* REQUIREMENTS: Transcribe every text line of the data below verbatim, leaving out the pictures.
── GIVEN DATA
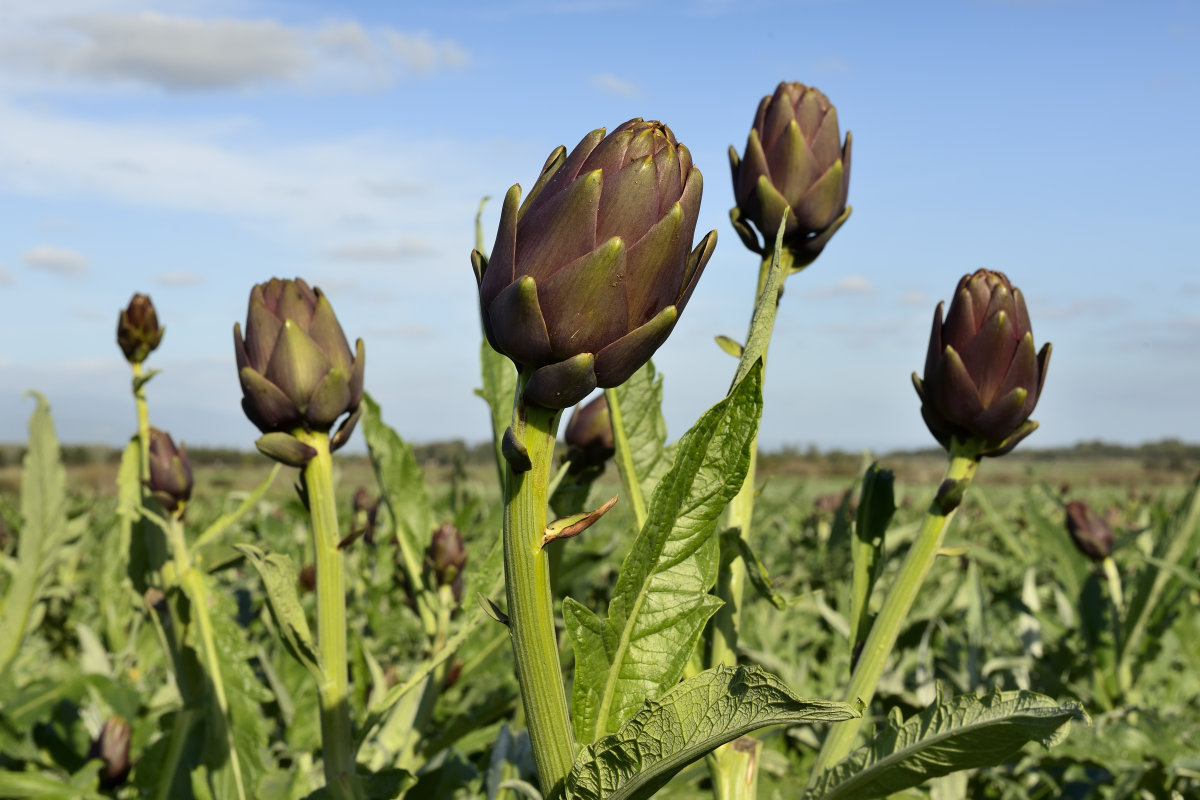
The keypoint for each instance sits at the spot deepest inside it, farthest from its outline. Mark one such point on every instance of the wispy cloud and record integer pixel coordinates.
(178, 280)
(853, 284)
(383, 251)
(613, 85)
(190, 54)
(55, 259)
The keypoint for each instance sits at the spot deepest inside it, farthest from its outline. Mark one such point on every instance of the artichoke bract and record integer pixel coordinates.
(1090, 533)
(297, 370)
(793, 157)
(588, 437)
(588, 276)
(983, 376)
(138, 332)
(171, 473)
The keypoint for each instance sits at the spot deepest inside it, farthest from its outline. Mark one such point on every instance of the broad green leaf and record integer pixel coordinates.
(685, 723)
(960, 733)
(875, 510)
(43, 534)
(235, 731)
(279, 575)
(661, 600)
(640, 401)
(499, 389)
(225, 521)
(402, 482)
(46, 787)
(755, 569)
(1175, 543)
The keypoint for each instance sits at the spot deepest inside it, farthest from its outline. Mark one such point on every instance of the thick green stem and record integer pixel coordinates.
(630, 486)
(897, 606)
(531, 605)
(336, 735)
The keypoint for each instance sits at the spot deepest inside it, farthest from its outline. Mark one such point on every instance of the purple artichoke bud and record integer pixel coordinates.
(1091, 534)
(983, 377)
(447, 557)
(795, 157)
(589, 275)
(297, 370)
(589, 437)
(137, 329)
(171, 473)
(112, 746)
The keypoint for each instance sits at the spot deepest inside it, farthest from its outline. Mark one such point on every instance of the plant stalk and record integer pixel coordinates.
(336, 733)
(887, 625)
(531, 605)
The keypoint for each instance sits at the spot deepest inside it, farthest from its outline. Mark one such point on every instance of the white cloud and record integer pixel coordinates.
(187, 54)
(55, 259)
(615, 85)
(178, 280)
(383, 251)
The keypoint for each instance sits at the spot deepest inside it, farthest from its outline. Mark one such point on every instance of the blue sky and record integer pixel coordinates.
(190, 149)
────
* THE REPLY:
The keypoint for each instance sits at the spot deepest inside it, farthest from its outline. Mark one such point on every instance of the wispy cloud and record integer pixel coordinates.
(178, 280)
(853, 284)
(383, 251)
(613, 85)
(190, 54)
(55, 259)
The keypoint for each instance sits at the spot deepest inside it, farthest from its outline. Mark one such point on every instance of the artichoke bract and record integer pixel coordinates.
(1090, 533)
(297, 370)
(793, 157)
(588, 437)
(588, 276)
(983, 376)
(138, 332)
(171, 473)
The keypoint for each instance sits at the spot deepest inside it, farthest from its outline. Mark one such point on every instance of the broad green leaf and record integer pixel coordinates.
(685, 723)
(960, 733)
(875, 510)
(43, 534)
(235, 731)
(279, 575)
(661, 600)
(640, 401)
(499, 389)
(225, 521)
(402, 482)
(46, 787)
(755, 569)
(1175, 543)
The keypoint for each instance sits at the spot deepest inside it, farthest from its outline. Mark one such point on every instance of the thick green stem and record integer pixel coordinates.
(630, 486)
(897, 606)
(531, 605)
(336, 735)
The keypoint for each instance sits at the spot deepest inside it, farthest from its outline. Mark one such point on every instance of the purple artichoke bud and record integer pixel coordinates.
(1091, 534)
(983, 377)
(447, 557)
(795, 157)
(589, 275)
(297, 370)
(589, 437)
(137, 329)
(171, 473)
(112, 746)
The keypoint for each instance sits at the spot deepest inside it, farthest from its outline. Mark one such point on every instance of the plant stalk and record integer pixel coordinates.
(336, 733)
(887, 625)
(531, 605)
The keypoint for each instance sits at the spot deepest inside it, farthest from its outline. Mark one such point on every instance of the white cloud and record integer pixel coordinates.
(187, 54)
(55, 259)
(615, 85)
(178, 280)
(383, 251)
The keypoint for each instance sits at the spot deepest inside it, farthest from its outline. Mark one such point on every instance of the blue sky and record integer pixel coordinates.
(190, 149)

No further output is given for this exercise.